TASK DETAILS = Please extract every line of the listing below that contains the string "display".

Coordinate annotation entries
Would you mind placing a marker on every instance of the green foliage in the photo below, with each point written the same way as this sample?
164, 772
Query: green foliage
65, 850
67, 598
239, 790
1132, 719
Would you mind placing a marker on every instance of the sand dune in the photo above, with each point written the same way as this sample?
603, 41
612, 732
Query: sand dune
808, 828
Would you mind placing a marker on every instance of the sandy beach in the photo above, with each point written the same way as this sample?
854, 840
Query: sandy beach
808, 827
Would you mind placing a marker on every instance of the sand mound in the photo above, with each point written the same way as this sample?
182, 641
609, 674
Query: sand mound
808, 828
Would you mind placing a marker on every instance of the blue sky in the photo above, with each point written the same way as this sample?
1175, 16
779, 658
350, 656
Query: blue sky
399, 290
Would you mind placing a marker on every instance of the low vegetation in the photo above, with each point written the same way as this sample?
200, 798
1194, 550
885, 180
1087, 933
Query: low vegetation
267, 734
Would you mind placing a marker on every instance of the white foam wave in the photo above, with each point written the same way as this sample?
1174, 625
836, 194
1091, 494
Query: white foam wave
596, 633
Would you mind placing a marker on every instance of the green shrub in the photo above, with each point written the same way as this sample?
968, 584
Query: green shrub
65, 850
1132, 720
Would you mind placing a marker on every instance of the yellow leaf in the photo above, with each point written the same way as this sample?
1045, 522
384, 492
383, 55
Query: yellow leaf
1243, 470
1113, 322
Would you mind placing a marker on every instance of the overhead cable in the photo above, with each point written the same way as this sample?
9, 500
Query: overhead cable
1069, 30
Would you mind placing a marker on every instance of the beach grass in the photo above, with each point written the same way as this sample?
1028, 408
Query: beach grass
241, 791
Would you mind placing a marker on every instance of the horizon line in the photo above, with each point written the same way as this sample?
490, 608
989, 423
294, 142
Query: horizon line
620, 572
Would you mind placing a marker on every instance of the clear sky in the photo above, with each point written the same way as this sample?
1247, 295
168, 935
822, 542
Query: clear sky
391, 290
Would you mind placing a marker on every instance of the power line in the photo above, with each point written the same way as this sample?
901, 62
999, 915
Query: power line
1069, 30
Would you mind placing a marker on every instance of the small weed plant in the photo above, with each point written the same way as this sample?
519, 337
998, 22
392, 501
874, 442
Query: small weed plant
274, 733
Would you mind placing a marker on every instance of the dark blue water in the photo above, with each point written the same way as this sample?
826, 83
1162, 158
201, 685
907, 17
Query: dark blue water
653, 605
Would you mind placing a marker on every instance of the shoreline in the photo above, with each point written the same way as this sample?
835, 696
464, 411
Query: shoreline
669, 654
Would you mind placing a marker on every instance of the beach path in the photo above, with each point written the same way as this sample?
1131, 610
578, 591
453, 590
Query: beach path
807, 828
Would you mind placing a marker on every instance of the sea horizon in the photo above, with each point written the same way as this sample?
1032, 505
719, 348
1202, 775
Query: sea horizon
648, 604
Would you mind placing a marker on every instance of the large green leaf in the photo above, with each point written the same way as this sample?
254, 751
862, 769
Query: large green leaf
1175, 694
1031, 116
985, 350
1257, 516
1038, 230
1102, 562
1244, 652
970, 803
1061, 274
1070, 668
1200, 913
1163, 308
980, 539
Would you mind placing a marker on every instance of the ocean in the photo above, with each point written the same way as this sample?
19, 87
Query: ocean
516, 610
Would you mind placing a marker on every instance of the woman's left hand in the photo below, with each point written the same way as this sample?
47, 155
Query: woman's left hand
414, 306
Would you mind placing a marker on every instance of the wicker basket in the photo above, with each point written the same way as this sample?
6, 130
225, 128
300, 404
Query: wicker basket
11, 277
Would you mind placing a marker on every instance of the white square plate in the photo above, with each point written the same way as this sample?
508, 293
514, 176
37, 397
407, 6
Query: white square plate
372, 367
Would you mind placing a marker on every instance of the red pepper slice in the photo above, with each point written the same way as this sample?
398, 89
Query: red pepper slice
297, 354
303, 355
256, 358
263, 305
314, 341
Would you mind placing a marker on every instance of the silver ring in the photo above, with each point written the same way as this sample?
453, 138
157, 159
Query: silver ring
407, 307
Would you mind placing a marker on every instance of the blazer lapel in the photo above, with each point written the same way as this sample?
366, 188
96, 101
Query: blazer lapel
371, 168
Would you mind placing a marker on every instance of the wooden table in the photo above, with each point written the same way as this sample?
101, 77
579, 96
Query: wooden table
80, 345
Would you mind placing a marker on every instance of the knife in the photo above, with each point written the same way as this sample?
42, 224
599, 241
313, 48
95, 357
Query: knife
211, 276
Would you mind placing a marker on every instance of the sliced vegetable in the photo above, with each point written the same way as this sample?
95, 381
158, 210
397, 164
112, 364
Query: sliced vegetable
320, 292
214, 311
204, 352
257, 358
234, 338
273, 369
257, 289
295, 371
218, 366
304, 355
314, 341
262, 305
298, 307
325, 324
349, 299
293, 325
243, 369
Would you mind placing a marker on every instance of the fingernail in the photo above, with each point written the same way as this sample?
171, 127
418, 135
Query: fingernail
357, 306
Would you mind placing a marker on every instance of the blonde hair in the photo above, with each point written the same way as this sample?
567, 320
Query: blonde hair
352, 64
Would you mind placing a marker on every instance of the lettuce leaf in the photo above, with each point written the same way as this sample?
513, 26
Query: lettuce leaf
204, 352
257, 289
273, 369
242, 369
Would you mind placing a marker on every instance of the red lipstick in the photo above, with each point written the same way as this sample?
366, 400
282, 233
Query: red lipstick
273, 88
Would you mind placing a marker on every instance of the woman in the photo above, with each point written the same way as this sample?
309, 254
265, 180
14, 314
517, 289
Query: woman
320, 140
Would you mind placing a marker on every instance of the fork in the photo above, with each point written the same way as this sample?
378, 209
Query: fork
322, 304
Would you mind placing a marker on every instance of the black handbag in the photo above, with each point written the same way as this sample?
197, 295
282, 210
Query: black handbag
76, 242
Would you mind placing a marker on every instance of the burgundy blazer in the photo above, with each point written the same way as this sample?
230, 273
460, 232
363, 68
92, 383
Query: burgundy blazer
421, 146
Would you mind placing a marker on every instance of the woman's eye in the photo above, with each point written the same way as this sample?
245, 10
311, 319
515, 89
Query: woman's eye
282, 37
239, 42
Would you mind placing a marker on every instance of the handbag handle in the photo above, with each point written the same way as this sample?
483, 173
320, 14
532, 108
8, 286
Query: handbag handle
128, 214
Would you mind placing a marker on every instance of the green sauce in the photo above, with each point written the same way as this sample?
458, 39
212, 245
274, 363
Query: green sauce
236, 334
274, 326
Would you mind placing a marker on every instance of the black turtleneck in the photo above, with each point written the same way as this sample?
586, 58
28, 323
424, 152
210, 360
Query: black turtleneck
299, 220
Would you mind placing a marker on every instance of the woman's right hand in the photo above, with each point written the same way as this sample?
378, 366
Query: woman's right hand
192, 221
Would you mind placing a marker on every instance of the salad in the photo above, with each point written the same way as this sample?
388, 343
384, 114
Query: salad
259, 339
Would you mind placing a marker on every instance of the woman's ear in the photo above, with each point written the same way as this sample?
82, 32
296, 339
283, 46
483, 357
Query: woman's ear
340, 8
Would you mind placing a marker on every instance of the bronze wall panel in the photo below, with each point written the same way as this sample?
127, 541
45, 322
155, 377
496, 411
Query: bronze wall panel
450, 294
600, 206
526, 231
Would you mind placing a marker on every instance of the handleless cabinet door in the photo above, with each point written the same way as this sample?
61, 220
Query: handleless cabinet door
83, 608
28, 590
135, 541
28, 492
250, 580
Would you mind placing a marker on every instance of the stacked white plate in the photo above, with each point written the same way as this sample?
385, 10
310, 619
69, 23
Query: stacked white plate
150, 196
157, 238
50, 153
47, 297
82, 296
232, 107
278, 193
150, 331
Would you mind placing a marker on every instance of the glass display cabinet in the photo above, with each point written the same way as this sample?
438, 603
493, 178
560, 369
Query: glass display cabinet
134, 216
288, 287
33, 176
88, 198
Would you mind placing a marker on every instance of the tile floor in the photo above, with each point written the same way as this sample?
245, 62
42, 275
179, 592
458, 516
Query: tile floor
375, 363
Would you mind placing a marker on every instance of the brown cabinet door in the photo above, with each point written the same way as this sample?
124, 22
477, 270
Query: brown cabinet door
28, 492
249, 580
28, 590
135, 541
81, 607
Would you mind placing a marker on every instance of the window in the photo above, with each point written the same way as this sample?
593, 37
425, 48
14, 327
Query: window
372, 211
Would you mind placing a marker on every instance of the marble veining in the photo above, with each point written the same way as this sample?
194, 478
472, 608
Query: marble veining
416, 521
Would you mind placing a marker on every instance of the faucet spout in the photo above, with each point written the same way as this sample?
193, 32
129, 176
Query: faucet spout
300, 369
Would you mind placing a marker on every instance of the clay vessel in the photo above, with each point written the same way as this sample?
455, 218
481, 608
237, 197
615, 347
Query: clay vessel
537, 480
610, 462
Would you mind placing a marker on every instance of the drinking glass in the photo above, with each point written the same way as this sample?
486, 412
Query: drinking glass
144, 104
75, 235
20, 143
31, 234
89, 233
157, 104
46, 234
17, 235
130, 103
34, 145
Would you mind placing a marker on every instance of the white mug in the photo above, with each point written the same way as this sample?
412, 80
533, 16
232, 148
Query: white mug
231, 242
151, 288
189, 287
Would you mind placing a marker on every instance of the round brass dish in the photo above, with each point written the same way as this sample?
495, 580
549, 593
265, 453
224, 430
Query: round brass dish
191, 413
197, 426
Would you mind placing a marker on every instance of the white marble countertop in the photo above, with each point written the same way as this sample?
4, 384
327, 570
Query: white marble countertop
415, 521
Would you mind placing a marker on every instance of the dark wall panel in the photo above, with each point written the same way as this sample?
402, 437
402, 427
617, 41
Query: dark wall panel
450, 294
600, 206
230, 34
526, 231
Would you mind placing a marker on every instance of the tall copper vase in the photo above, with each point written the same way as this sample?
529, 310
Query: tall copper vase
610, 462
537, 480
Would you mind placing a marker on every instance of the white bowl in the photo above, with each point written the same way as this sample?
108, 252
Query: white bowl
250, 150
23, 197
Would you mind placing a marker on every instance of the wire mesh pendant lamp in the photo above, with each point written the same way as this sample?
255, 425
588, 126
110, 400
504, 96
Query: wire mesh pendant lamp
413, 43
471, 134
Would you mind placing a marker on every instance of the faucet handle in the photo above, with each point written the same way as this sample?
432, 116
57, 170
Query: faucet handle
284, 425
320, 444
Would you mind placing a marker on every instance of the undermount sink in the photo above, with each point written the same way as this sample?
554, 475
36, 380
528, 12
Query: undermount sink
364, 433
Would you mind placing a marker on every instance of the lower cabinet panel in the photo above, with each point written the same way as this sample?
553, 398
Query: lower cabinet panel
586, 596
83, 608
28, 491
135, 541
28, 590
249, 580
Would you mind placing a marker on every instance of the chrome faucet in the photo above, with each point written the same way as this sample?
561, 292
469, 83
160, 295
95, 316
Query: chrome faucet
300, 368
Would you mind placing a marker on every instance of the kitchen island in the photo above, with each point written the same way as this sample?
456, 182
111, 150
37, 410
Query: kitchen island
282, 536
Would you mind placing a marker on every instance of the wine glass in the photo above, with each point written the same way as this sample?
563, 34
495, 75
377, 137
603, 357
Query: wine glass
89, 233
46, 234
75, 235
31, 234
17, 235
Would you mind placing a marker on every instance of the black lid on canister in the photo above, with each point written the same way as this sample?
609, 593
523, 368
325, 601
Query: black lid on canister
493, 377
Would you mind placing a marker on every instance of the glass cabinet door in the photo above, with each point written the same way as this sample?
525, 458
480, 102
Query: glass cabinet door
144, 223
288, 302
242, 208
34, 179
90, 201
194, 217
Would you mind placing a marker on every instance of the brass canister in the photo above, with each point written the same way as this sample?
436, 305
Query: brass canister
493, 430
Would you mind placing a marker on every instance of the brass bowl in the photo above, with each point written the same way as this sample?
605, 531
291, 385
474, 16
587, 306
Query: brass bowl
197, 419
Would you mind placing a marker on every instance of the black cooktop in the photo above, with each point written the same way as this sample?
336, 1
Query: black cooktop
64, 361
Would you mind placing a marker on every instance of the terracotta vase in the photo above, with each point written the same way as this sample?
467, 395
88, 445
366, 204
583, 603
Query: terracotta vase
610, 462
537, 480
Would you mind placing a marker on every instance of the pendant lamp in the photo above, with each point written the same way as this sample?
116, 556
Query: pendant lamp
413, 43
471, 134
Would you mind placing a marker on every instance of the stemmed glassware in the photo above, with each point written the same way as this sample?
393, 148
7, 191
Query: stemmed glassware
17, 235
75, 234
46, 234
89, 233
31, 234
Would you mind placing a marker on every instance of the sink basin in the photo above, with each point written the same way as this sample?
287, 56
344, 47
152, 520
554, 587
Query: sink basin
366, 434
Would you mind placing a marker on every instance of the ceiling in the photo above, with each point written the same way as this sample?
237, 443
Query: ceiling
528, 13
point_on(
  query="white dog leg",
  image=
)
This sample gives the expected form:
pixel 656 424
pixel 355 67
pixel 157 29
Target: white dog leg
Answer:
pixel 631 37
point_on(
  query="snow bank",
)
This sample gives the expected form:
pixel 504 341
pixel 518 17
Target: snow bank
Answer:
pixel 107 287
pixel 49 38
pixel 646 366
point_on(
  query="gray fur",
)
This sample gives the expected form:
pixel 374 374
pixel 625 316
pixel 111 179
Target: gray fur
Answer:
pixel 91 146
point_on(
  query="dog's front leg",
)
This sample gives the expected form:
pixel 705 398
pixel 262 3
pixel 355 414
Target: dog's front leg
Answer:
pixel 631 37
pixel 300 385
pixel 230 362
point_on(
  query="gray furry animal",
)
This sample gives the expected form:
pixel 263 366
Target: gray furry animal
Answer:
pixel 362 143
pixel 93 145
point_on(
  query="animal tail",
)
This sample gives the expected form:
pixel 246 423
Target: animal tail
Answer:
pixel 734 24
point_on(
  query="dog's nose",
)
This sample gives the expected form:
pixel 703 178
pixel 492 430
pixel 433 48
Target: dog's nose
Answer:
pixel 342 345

TASK ANSWER =
Would you mind placing a marker on every instance of the glass display cabinet in the photo above, with each point written the same way as this sample?
Query: glass display cabinet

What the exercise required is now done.